→ **EXERCISE PROMPT**: Which lines in the data below contain the word "pixel"? Copy each of them.

→ **INFORMATION SUPPLIED**:
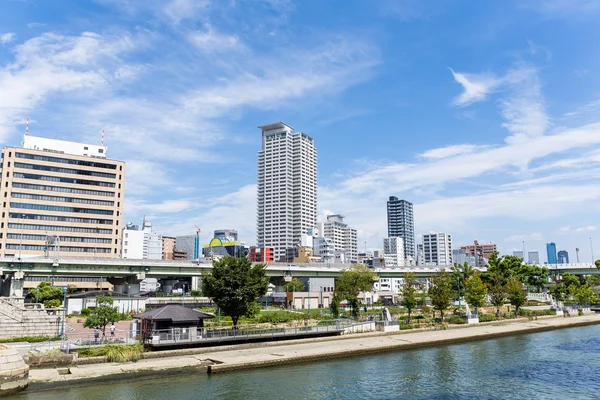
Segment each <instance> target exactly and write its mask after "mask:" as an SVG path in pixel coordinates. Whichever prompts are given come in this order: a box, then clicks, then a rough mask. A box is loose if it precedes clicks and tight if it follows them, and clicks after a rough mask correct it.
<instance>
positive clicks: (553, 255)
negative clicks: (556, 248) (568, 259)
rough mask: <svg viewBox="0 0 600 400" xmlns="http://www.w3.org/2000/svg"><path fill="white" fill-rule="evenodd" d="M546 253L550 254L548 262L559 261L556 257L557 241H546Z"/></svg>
mask: <svg viewBox="0 0 600 400" xmlns="http://www.w3.org/2000/svg"><path fill="white" fill-rule="evenodd" d="M546 255H547V256H548V264H556V263H557V262H558V260H557V257H556V243H554V242H550V243H546Z"/></svg>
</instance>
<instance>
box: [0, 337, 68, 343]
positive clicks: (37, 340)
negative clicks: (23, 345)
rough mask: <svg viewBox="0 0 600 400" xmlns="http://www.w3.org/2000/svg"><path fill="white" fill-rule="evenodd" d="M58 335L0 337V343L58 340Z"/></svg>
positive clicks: (30, 341)
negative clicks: (17, 336)
mask: <svg viewBox="0 0 600 400" xmlns="http://www.w3.org/2000/svg"><path fill="white" fill-rule="evenodd" d="M60 339H61V337H60V336H56V337H51V336H21V337H16V338H10V339H0V343H18V342H29V343H40V342H45V341H47V340H60Z"/></svg>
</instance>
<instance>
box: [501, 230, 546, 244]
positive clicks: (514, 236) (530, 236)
mask: <svg viewBox="0 0 600 400" xmlns="http://www.w3.org/2000/svg"><path fill="white" fill-rule="evenodd" d="M543 239H544V237H543V236H542V234H541V233H539V232H534V233H529V234H526V235H512V236H509V237H507V238H506V239H504V241H505V242H508V243H512V242H527V241H532V240H543Z"/></svg>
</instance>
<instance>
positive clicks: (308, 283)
mask: <svg viewBox="0 0 600 400" xmlns="http://www.w3.org/2000/svg"><path fill="white" fill-rule="evenodd" d="M308 316H309V317H310V279H309V280H308Z"/></svg>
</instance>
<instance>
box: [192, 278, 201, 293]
mask: <svg viewBox="0 0 600 400" xmlns="http://www.w3.org/2000/svg"><path fill="white" fill-rule="evenodd" d="M191 290H202V277H200V276H192V288H191Z"/></svg>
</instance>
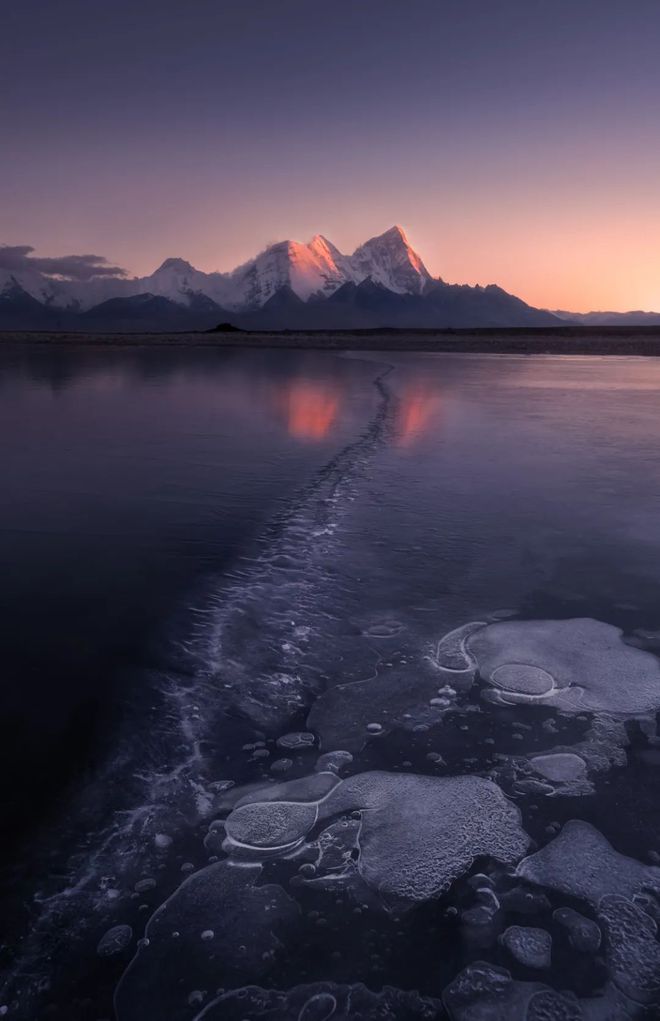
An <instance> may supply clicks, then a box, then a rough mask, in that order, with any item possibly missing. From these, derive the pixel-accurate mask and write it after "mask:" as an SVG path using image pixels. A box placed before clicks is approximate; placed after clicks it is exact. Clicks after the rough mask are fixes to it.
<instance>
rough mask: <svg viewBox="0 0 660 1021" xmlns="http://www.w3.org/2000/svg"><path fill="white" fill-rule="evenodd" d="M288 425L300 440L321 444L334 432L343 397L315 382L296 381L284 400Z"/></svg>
mask: <svg viewBox="0 0 660 1021" xmlns="http://www.w3.org/2000/svg"><path fill="white" fill-rule="evenodd" d="M282 406H283V409H284V414H285V417H286V425H287V429H288V431H289V434H290V435H291V436H294V437H295V438H296V439H301V440H311V441H317V442H318V441H319V440H322V439H324V438H325V437H326V436H327V435H328V433H329V432H330V430H331V428H332V426H333V424H334V422H335V420H336V418H337V414H338V410H339V395H338V393H336V392H335V391H334V390H333V389H332V388H331V387H329V386H327V385H324V384H321V383H315V382H312V381H311V380H295V381H294V382H292V383H291V385H290V387H289V388H288V390H287V391H286V393H285V394H284V396H283V399H282Z"/></svg>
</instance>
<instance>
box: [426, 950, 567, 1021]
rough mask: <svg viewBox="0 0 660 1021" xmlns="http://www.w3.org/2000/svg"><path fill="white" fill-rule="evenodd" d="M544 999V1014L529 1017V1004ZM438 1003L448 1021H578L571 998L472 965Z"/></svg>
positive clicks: (524, 982) (534, 1013) (446, 992)
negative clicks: (439, 1002) (450, 1018)
mask: <svg viewBox="0 0 660 1021" xmlns="http://www.w3.org/2000/svg"><path fill="white" fill-rule="evenodd" d="M541 994H543V995H544V996H545V998H546V1002H545V1004H544V1008H545V1011H544V1013H539V1012H538V1011H536V1012H534V1013H531V1012H530V1007H531V1004H532V1003H533V1000H534V999H535V998H536V996H538V995H541ZM442 1000H443V1001H444V1005H445V1007H446V1010H447V1013H449V1015H450V1017H451V1018H452V1021H529V1019H530V1018H532V1017H533V1018H534V1021H578V1019H579V1018H581V1015H580V1013H579V1007H578V1006H577V1002H576V1000H575V998H574V996H572V995H570V994H565V993H560V992H556V991H555V990H554V989H550V988H549V987H548V986H546V985H543V984H541V983H540V982H517V981H514V980H513V978H512V977H511V972H509V971H507V969H506V968H499V967H497V966H496V965H492V964H488V963H487V962H485V961H475V962H473V963H472V964H469V965H468V966H467V968H464V970H463V971H462V972H460V974H459V975H457V977H456V978H455V979H454V981H453V982H452V983H451V984H450V985H449V986H447V987H446V988H445V990H444V992H443V993H442Z"/></svg>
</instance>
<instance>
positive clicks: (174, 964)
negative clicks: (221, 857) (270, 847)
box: [115, 862, 298, 1021]
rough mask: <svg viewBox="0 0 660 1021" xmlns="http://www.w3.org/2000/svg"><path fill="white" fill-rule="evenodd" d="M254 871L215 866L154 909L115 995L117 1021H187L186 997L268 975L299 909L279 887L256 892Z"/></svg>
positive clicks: (188, 1018)
mask: <svg viewBox="0 0 660 1021" xmlns="http://www.w3.org/2000/svg"><path fill="white" fill-rule="evenodd" d="M261 871H262V869H261V866H258V865H241V866H236V865H232V864H230V863H228V862H218V863H217V864H215V865H210V866H208V867H207V868H205V869H202V870H201V871H200V872H197V873H195V875H193V876H191V877H190V878H188V879H186V880H185V881H184V882H183V883H182V884H181V886H180V887H179V888H178V890H177V891H176V892H175V893H173V895H172V896H171V897H170V898H169V900H168V901H166V903H164V904H163V905H161V907H160V908H158V910H157V911H156V912H155V914H154V915H153V916H152V917H151V918H150V920H149V922H148V924H147V927H146V930H145V936H146V939H145V940H144V942H143V943H142V945H141V946H140V949H139V950H138V953H137V954H136V956H135V958H134V959H133V961H132V962H131V964H130V965H129V967H128V969H127V970H126V972H125V973H124V976H123V978H122V980H121V982H120V984H119V986H117V988H116V992H115V1011H116V1017H117V1021H145V1019H146V1018H154V1019H155V1018H157V1019H158V1021H180V1019H181V1021H188V1019H190V1018H192V1017H194V1016H195V1014H196V1013H198V1010H199V1008H198V1005H197V1006H195V1005H196V1000H195V998H192V1002H191V1000H190V999H189V998H190V996H191V993H193V992H194V991H195V990H207V989H213V990H215V989H216V988H217V987H218V984H219V975H222V977H223V980H224V981H231V982H233V983H234V982H235V983H236V984H238V983H241V982H244V981H246V980H248V979H253V978H254V977H255V976H261V975H264V974H266V973H267V972H268V970H269V968H270V967H272V962H273V958H274V956H275V953H276V952H277V951H278V950H279V949H280V945H281V944H280V942H279V939H278V934H282V933H283V932H284V931H285V930H286V929H287V928H288V927H289V926H291V925H292V924H293V923H294V922H295V921H296V919H297V917H298V909H297V907H296V905H295V902H293V901H292V900H291V898H290V897H289V896H288V894H287V893H285V892H284V890H283V889H282V887H281V886H277V885H273V884H265V885H263V886H257V885H255V883H256V880H257V878H258V876H260V874H261ZM208 932H213V933H214V935H213V937H211V938H208V936H207V935H206V936H205V937H204V938H202V934H204V933H208Z"/></svg>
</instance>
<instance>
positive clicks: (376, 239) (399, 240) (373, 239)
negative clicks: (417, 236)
mask: <svg viewBox="0 0 660 1021" xmlns="http://www.w3.org/2000/svg"><path fill="white" fill-rule="evenodd" d="M385 238H391V239H392V241H394V240H398V241H403V242H404V244H405V245H408V238H407V237H406V231H405V230H404V228H403V227H399V226H398V224H394V226H393V227H390V228H389V230H388V231H385V233H384V234H381V235H380V236H379V238H378V239H376V238H374V239H373V240H385Z"/></svg>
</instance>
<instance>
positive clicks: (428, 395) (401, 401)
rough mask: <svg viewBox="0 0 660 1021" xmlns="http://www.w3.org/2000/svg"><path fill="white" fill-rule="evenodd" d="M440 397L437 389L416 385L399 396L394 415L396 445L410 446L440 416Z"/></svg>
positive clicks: (415, 441) (440, 414) (417, 439)
mask: <svg viewBox="0 0 660 1021" xmlns="http://www.w3.org/2000/svg"><path fill="white" fill-rule="evenodd" d="M441 408H442V398H441V397H440V395H439V394H438V393H437V391H434V390H431V389H430V388H426V387H424V386H420V385H417V386H415V387H412V388H411V389H410V390H408V391H406V392H405V393H404V395H403V396H402V398H400V403H399V407H398V411H397V415H396V424H395V427H394V429H395V434H396V445H397V446H400V447H409V446H412V445H413V444H414V443H415V442H416V441H417V440H419V439H420V438H421V436H422V435H423V434H424V433H426V432H428V431H429V429H430V428H431V426H432V425H433V423H435V422H437V421H438V420H439V418H440V416H441Z"/></svg>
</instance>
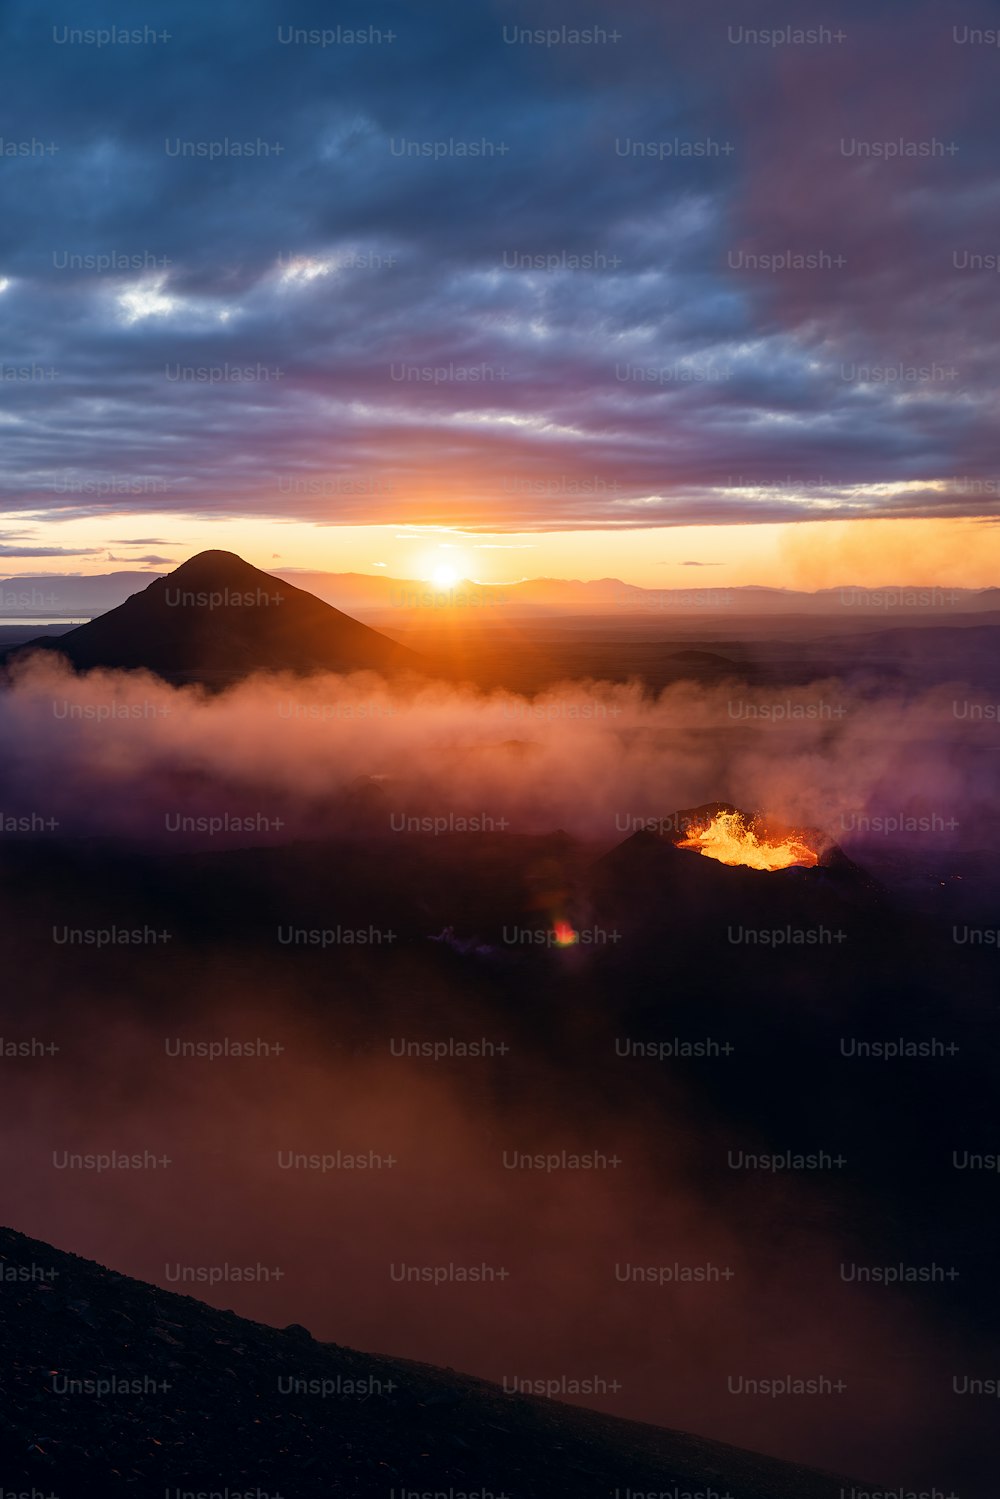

→ **RESPONSE TO THE TASK**:
Segment each <instance> target exactly and write its mask after "mask:" as an SVG path in pixel coordinates. Whichever prompts are given come in this order: a box, then clicks, then a rough mask. A box is loose if it precedes clicks and tight if it follows them, and clicks after a rough mask correct it.
An <instance> may supply clicks, then a box, then a rough mask, in that order, with any item possibly missing. From these, derive the pixel-accurate mask and write it after "mask:" as an SVG path using image pixels. A box placed before clicks is approximate; placed after clicks it is exact. Clicks after the rough mask are fixes to it.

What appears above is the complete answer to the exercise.